• **OBJECTIVE**
Change every "top-left corner" in the rows below to "upper-left corner" and copy the rows out again, leaving everything else the same.

━━━ INPUT DATA

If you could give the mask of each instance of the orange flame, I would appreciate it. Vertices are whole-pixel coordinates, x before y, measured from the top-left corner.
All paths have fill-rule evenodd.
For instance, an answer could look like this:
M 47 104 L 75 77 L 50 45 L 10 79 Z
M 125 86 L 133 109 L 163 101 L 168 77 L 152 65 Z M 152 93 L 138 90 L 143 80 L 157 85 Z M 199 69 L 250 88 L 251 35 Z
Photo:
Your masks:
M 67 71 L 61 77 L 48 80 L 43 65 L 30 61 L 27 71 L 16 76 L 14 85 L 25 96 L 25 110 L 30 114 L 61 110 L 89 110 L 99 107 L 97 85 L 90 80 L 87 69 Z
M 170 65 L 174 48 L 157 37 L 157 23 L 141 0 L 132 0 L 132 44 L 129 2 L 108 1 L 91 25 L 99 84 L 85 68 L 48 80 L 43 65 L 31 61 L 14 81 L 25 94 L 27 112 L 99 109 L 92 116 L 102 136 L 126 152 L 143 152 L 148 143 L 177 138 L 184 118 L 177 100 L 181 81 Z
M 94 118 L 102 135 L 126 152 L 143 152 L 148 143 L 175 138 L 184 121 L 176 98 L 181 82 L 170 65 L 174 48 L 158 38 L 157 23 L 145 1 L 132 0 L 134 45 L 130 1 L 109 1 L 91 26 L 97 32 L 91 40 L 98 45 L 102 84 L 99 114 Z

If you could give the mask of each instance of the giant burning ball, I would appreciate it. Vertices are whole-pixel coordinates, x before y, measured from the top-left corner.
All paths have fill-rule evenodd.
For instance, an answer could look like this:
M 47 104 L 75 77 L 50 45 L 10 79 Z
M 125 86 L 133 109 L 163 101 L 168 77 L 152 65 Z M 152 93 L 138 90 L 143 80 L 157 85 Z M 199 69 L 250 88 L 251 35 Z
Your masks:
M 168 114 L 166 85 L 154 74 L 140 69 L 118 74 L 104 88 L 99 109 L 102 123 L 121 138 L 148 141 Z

━━━━━━

• **EXPECTED ANSWER**
If you could give the mask of each instance of the orange flame, I would appreciate it. Vertices are whole-pixel coordinates, x before y, measured from the upper-left corner.
All paths have fill-rule evenodd.
For instance, an answer could look like this:
M 47 104 L 75 77 L 50 45 L 10 79 Z
M 125 86 L 133 109 L 163 101 L 168 77 L 152 65 Z M 152 93 L 138 90 L 143 80 L 157 85 Z M 199 69 L 250 88 L 251 35 Z
Photo:
Your masks:
M 67 71 L 61 77 L 48 80 L 43 65 L 30 61 L 27 71 L 16 76 L 14 85 L 25 96 L 25 110 L 30 114 L 61 110 L 89 110 L 99 107 L 97 85 L 90 80 L 87 69 Z
M 170 65 L 174 48 L 157 37 L 157 23 L 141 0 L 132 0 L 132 44 L 129 2 L 108 1 L 91 25 L 99 84 L 85 68 L 48 80 L 43 65 L 31 61 L 14 81 L 25 94 L 27 112 L 99 109 L 92 116 L 102 136 L 126 152 L 143 152 L 148 143 L 177 138 L 184 118 L 177 100 L 181 81 Z
M 94 118 L 102 135 L 126 152 L 143 152 L 148 143 L 175 138 L 184 121 L 176 98 L 181 82 L 170 65 L 174 48 L 158 38 L 157 23 L 145 1 L 132 0 L 134 45 L 130 1 L 109 1 L 91 26 L 97 32 L 91 40 L 98 45 L 102 84 L 99 114 Z

If you could give the mask of each instance of the giant burning ball, I would appreciate it. Vertices are whole-pixel coordinates, x before y, measured from the upper-left corner.
All paths have fill-rule evenodd.
For instance, an answer could look like this:
M 47 104 L 75 77 L 50 45 L 10 79 Z
M 125 86 L 133 109 L 163 101 L 168 77 L 152 65 Z M 152 93 L 138 90 L 143 80 L 157 85 Z M 199 69 L 250 88 L 251 35 Z
Your masks:
M 168 114 L 166 85 L 154 74 L 140 69 L 118 74 L 104 88 L 99 109 L 102 123 L 121 138 L 148 141 Z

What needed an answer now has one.